Activity —
Below are some records; each one is to be set down again exactly.

Information provided —
• • • • •
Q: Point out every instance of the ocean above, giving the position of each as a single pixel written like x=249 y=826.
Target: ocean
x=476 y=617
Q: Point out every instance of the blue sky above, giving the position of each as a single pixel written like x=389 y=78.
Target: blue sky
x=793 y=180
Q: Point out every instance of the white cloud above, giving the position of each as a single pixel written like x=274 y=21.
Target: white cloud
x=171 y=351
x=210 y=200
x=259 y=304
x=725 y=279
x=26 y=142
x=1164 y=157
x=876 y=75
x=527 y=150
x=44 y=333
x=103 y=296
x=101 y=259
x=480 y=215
• • • • •
Task response —
Q: Point out every instance of the ocean above, giving the position of each as a single pixel written like x=249 y=826.
Target: ocean
x=476 y=617
Q: Point out every instance of the blue sky above, giving the position of each as a single pixel written like x=389 y=78.
Target: blue sky
x=793 y=180
Q: Point out every instance of the white cloud above, giving the position of each as a single pixel written like x=274 y=21.
Target: white cloud
x=171 y=351
x=210 y=200
x=259 y=304
x=725 y=279
x=26 y=142
x=1164 y=157
x=876 y=75
x=527 y=150
x=44 y=333
x=103 y=296
x=101 y=259
x=480 y=215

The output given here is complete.